╭─ Data shown

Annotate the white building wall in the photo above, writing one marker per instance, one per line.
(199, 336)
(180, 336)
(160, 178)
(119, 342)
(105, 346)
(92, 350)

╰─

Exercise description » Copy the items above line for line, with no changes.

Full output »
Annotate the white building wall in the photo above, writing one marker per instance, one per line.
(199, 336)
(180, 336)
(160, 178)
(119, 342)
(105, 346)
(92, 350)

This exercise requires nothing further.